* **What is asked**
List every line in the items below that contains the word "lion", copying each such line in full.

== Raw records ==

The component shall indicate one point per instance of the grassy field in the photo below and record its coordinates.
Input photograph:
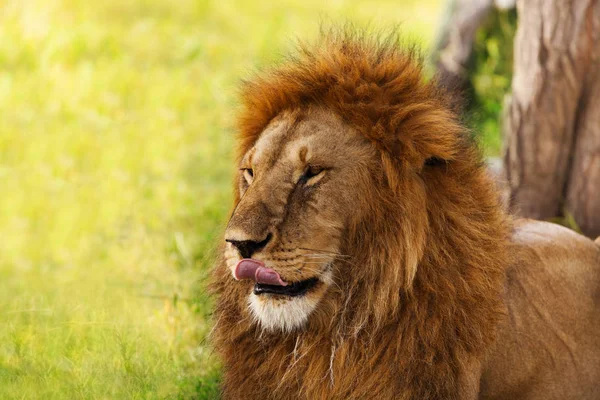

===
== Raw records ==

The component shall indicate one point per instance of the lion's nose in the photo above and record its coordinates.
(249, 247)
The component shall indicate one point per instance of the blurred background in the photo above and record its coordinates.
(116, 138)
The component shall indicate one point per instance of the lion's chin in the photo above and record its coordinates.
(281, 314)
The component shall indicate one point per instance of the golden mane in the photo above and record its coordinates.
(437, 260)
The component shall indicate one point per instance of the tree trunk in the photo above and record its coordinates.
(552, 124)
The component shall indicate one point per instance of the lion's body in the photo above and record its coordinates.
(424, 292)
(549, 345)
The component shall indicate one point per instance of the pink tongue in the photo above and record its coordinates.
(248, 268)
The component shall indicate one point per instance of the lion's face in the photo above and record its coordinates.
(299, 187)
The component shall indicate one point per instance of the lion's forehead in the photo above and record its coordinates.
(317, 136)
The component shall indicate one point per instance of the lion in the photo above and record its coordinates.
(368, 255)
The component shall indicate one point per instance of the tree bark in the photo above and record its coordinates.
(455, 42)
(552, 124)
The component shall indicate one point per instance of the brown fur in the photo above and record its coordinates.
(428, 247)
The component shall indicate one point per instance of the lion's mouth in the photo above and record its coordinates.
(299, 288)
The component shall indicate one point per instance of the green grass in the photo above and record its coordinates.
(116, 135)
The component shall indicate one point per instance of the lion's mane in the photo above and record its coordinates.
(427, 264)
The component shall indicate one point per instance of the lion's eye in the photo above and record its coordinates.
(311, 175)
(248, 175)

===

* **Solution to this problem**
The component shall indicate one point per instance of the lion's nose in the photo above and record its coordinates.
The component shall indicate one point per instance of the lion's chin in the photo above and record its coordinates.
The component shall indicate one point per instance of the lion's body in the photo above and record its coordinates.
The component shall indicate one point per instance of the lion's face in the photo above and record its coordinates.
The component shall indicate one point per instance of the lion's forehead in the photo above and record its coordinates.
The component shall indicate one point per instance of the lion in the photo above and record its coordinates.
The component shall indicate one point per instance of the lion's mouth in the photo above and record its coordinates.
The component shall indicate one point per instance of the lion's mane in the photo above and record its coordinates.
The component shall indicate one point per instance of the lion's eye in the photo above and record its coordinates.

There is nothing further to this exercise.